- **EXERCISE**:
An exact copy is needed of the lines in the entries below from the line with "of the light" up to and including the line with "Could you spot the sky", and of nothing else. Leave the pictures out.

LISTED ENTRIES START

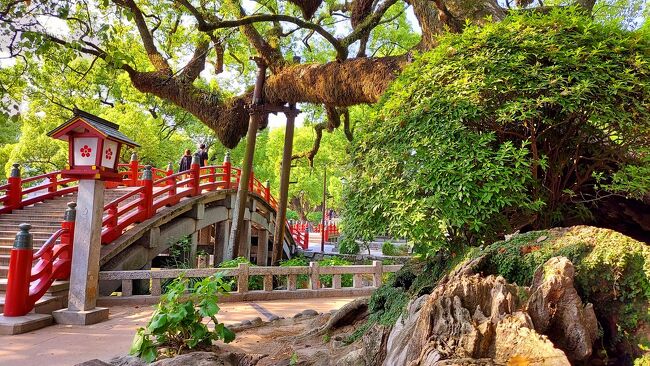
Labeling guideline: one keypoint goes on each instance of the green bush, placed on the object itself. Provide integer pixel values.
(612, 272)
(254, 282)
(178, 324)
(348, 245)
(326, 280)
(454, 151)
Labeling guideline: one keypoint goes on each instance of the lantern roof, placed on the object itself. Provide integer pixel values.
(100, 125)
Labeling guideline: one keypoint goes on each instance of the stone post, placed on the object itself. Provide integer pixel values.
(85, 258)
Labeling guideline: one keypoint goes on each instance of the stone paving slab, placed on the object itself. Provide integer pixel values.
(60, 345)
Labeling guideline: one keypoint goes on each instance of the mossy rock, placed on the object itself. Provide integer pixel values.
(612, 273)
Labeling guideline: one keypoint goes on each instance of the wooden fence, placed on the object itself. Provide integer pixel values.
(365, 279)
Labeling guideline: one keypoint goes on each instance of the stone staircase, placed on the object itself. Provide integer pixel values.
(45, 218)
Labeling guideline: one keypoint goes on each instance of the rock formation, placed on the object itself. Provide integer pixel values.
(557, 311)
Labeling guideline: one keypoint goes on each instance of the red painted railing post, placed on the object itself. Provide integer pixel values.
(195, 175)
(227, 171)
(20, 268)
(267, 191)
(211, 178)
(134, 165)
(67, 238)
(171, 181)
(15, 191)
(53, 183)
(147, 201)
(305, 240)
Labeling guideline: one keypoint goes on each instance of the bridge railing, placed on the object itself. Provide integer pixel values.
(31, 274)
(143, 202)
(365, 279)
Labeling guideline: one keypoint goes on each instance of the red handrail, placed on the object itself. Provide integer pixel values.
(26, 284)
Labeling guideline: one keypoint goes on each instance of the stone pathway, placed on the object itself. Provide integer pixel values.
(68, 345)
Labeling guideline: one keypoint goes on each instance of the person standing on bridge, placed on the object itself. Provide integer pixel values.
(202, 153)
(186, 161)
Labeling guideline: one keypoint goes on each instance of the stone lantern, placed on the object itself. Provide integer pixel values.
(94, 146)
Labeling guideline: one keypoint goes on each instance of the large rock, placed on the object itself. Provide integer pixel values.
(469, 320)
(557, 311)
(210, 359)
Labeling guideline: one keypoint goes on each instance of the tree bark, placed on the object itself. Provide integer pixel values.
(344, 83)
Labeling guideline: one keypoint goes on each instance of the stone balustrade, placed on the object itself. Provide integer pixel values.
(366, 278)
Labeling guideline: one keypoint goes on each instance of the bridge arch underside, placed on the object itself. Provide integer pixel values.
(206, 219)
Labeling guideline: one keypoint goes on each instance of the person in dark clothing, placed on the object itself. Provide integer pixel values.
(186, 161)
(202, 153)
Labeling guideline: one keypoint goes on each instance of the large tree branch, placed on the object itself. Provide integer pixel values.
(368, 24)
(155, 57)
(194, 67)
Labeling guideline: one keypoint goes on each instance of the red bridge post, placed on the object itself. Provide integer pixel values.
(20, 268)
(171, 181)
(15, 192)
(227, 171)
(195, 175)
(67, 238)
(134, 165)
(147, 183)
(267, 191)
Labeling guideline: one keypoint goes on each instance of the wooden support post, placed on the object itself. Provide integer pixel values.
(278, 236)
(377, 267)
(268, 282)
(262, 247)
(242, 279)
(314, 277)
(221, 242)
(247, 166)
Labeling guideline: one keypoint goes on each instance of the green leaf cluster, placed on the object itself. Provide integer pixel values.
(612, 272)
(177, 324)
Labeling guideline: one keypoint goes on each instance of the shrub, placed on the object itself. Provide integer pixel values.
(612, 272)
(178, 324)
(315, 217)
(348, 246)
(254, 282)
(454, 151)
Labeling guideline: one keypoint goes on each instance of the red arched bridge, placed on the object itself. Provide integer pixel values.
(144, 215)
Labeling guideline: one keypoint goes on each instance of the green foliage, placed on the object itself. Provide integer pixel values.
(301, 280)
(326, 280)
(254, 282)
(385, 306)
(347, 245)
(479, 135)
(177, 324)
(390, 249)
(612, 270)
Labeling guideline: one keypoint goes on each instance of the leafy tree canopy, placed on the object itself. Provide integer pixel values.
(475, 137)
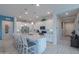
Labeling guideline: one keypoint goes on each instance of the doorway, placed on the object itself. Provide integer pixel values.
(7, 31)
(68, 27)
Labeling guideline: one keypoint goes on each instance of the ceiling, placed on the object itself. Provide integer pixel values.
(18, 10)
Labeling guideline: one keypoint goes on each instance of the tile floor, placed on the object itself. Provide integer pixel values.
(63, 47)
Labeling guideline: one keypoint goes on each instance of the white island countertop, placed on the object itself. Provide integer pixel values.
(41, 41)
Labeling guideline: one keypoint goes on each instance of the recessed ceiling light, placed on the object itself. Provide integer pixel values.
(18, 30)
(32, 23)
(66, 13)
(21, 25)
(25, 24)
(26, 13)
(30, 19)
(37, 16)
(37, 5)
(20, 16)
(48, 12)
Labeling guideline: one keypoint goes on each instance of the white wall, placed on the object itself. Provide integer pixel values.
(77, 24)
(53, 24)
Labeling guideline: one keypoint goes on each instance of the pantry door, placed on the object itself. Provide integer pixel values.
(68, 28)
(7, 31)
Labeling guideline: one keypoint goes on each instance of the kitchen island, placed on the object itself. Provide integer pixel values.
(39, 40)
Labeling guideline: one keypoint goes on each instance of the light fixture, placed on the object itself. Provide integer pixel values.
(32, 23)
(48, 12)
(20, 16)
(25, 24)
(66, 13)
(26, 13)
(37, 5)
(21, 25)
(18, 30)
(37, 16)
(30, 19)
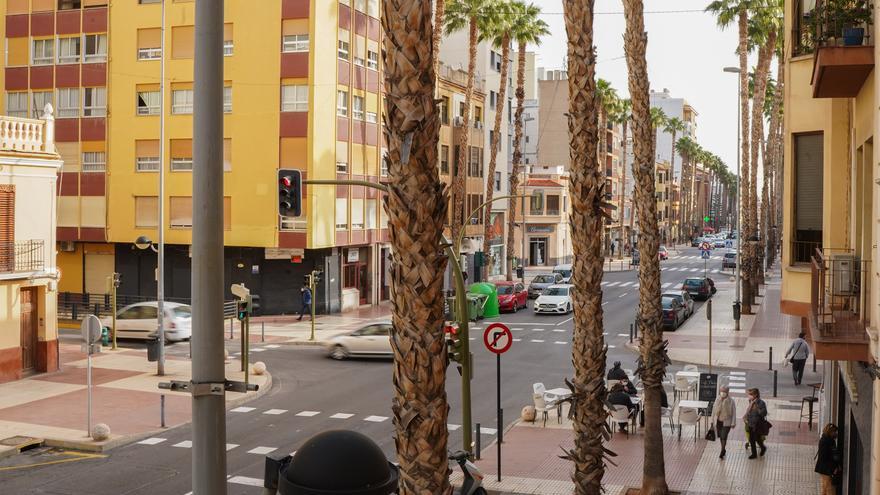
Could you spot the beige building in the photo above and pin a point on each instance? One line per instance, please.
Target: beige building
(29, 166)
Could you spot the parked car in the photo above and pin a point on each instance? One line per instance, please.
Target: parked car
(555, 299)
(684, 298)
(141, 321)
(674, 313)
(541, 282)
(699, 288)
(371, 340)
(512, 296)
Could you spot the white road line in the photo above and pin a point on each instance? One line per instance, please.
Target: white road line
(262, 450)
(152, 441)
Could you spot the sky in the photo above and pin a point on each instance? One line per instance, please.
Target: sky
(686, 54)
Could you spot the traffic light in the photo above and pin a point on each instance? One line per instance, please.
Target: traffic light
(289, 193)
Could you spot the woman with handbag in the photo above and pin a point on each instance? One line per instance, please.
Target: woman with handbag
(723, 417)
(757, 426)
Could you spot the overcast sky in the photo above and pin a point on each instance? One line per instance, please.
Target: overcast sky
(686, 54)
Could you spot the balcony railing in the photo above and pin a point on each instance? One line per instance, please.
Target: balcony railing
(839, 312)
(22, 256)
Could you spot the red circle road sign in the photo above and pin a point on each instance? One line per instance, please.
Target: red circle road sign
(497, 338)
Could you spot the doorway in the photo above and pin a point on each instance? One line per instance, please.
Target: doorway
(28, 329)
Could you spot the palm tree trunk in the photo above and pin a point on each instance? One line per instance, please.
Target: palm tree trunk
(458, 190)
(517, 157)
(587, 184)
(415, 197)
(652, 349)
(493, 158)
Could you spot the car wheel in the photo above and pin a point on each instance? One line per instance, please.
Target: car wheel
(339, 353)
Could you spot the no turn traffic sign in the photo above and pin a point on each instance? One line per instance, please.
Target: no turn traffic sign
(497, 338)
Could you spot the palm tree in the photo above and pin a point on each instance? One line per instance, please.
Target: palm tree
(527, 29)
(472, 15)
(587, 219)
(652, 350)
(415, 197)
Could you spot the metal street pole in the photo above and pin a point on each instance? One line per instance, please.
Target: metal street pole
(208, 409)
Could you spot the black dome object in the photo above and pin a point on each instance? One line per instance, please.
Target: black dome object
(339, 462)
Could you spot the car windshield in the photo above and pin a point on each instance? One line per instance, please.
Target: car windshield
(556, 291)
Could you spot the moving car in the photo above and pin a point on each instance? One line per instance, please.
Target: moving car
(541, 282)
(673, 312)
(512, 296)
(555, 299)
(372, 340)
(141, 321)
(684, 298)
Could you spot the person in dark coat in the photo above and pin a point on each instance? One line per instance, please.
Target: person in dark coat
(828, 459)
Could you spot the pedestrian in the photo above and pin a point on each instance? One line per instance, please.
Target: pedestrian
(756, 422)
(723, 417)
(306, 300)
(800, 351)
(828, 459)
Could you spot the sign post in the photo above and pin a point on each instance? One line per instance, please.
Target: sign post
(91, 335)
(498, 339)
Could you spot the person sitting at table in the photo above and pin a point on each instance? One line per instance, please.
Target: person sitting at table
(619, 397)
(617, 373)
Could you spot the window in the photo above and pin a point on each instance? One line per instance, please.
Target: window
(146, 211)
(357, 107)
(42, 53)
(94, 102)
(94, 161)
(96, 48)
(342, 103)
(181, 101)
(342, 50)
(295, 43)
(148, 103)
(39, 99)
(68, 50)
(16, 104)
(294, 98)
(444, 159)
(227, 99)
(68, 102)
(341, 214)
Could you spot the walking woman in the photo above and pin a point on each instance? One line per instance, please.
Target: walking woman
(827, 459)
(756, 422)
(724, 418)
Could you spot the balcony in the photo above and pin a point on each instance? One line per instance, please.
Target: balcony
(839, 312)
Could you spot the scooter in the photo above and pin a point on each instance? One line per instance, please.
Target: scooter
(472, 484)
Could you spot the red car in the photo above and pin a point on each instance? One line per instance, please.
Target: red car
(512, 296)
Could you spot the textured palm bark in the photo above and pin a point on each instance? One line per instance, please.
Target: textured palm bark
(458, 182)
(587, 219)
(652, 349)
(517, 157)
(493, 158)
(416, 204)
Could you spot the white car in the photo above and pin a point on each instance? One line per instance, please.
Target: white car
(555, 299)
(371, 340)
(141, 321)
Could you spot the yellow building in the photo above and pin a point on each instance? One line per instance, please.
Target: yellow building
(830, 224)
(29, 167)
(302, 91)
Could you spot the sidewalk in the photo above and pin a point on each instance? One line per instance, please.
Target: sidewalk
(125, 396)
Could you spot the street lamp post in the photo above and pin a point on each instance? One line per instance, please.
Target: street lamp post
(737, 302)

LISTED ENTRIES END

- **ANSWER TO THE EXERCISE**:
Labeling guideline: one keypoint goes on each instance of the light fixture, placed on the object itself. Provide integer pixel values.
(32, 23)
(48, 12)
(20, 16)
(25, 24)
(66, 13)
(26, 13)
(37, 5)
(21, 25)
(18, 30)
(37, 16)
(30, 19)
Could you spot the beige building in the photo above and pin a point on each instance? One line per instance, please.
Target: beige building
(29, 166)
Could you spot the parked car in the photo above and pin a point on each instance? One line per instance, please.
Target: parked car
(555, 299)
(684, 298)
(141, 321)
(674, 313)
(541, 282)
(699, 288)
(371, 340)
(512, 296)
Could you spot the white road line in the photo above and pin a point on each instance? One line per instance, please.
Target: white road line
(262, 450)
(152, 441)
Could you spot the sky in the photo above and pin a point on each instance? One line per instance, please.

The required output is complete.